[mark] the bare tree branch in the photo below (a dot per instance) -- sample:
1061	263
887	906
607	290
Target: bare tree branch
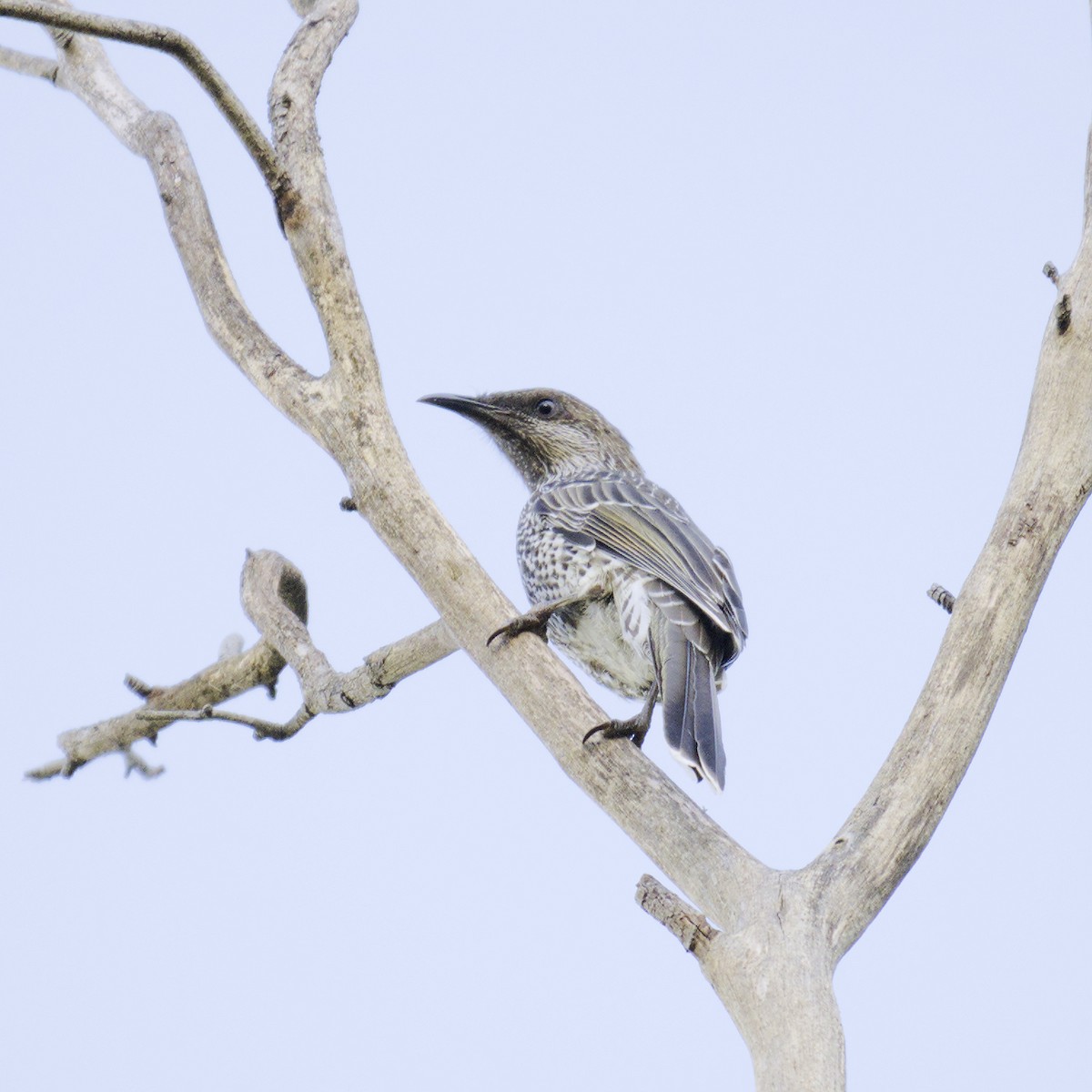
27	64
183	49
1053	476
312	227
782	933
274	596
258	666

+++++

Retype all of the lines above exactly as they appear, leaving out the pictures.

RESPONSE TO THE TASK:
[mark] the bare tree branch in the photo below (a dot per instance) -- sample:
1061	263
887	906
607	290
Target: bare tree branch
27	64
183	49
1053	476
312	227
782	933
274	596
258	666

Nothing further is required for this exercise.